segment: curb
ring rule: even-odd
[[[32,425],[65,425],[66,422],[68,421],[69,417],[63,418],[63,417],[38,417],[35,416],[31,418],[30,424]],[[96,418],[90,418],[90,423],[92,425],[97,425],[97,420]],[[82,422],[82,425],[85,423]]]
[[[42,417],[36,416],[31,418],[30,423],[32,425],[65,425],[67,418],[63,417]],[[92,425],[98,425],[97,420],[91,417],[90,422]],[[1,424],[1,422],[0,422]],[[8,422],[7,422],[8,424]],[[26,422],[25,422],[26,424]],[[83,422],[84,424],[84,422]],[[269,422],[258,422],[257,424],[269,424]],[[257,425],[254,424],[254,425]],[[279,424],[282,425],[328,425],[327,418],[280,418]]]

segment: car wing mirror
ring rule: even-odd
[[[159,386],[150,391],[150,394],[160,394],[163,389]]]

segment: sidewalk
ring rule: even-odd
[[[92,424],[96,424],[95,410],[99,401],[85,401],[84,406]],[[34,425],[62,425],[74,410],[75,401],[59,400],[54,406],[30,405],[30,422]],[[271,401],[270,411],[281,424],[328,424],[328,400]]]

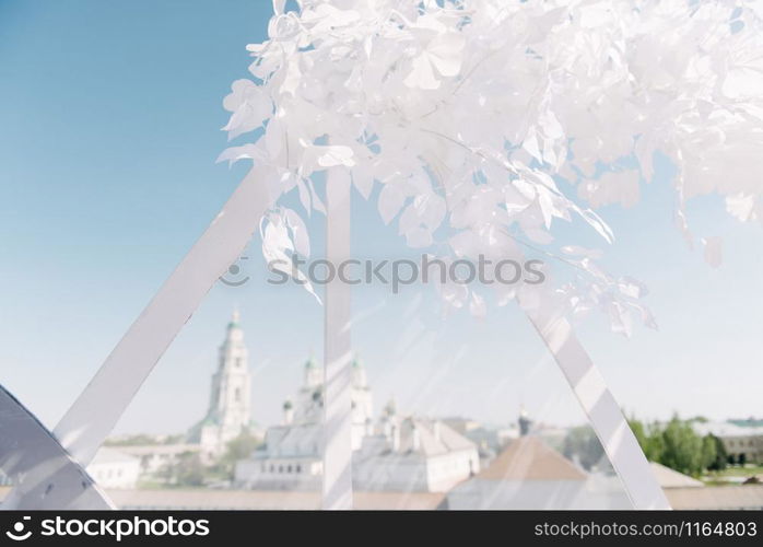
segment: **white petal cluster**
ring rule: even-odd
[[[307,211],[322,210],[312,175],[347,167],[410,246],[450,257],[575,249],[560,220],[611,243],[594,209],[635,205],[656,152],[678,168],[688,237],[683,203],[701,194],[763,221],[761,3],[273,0],[253,79],[224,103],[230,136],[254,139],[221,159],[254,160],[274,203],[297,188]],[[624,333],[631,314],[652,323],[643,291],[575,253],[572,309]]]

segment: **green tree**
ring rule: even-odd
[[[712,444],[712,449],[711,445]],[[712,472],[719,472],[726,468],[728,463],[728,454],[726,446],[720,439],[713,433],[706,434],[702,439],[703,461],[705,467]]]
[[[686,475],[700,475],[702,459],[702,438],[689,422],[673,416],[662,430],[662,454],[659,463]]]
[[[649,462],[659,462],[665,447],[659,426],[657,423],[644,426],[635,418],[631,418],[627,422],[646,458]]]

━━━━━━━━━━

Sebutkan jumlah baris catatan di atas yang memuat kata "segment", dengan memperhatikan huruf besar dan kecil. Jawab hanya dengan angkanya.

(Pemecahan masalah):
5